▸ **Directions**: The listing below is the input. Say how many of its lines contain "exact", giving the number alone.

▸ **Provided entries**:
[Start of section]
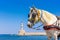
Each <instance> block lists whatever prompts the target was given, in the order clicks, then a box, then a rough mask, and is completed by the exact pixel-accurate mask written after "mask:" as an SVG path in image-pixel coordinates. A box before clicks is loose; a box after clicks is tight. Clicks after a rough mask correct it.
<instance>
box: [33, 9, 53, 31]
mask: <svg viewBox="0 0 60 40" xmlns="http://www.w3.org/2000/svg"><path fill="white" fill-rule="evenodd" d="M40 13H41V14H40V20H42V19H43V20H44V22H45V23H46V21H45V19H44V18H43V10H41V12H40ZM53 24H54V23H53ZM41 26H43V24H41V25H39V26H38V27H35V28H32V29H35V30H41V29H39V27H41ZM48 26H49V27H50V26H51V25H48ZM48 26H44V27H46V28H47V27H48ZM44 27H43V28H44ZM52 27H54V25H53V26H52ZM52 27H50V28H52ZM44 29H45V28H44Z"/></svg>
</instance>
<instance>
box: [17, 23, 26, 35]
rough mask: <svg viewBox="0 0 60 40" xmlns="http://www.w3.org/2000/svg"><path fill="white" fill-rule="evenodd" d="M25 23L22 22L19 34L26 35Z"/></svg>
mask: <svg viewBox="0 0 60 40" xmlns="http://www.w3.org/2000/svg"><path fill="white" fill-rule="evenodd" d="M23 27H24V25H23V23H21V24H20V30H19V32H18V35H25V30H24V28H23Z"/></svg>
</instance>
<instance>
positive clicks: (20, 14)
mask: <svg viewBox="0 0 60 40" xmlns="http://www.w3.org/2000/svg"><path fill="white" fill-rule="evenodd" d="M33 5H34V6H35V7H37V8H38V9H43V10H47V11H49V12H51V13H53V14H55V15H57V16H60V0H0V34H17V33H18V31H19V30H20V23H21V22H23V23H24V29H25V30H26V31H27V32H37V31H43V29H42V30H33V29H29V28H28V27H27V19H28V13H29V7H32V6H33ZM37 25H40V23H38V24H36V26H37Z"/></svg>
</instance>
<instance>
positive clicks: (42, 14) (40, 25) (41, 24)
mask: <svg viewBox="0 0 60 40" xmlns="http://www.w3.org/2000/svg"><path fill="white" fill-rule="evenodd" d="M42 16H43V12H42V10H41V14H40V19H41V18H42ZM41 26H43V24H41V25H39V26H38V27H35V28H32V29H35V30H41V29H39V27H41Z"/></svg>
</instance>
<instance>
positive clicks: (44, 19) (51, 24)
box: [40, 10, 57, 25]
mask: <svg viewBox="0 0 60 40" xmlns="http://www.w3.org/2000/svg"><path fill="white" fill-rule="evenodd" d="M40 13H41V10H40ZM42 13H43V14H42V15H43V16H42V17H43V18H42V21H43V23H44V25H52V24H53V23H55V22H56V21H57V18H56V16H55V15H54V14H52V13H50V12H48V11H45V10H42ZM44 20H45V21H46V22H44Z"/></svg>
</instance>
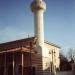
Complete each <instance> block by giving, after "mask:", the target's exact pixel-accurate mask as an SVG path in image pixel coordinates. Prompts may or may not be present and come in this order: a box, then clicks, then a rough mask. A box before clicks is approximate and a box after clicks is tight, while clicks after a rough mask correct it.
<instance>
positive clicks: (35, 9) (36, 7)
[End of section]
▸ **Solution for this problem**: 2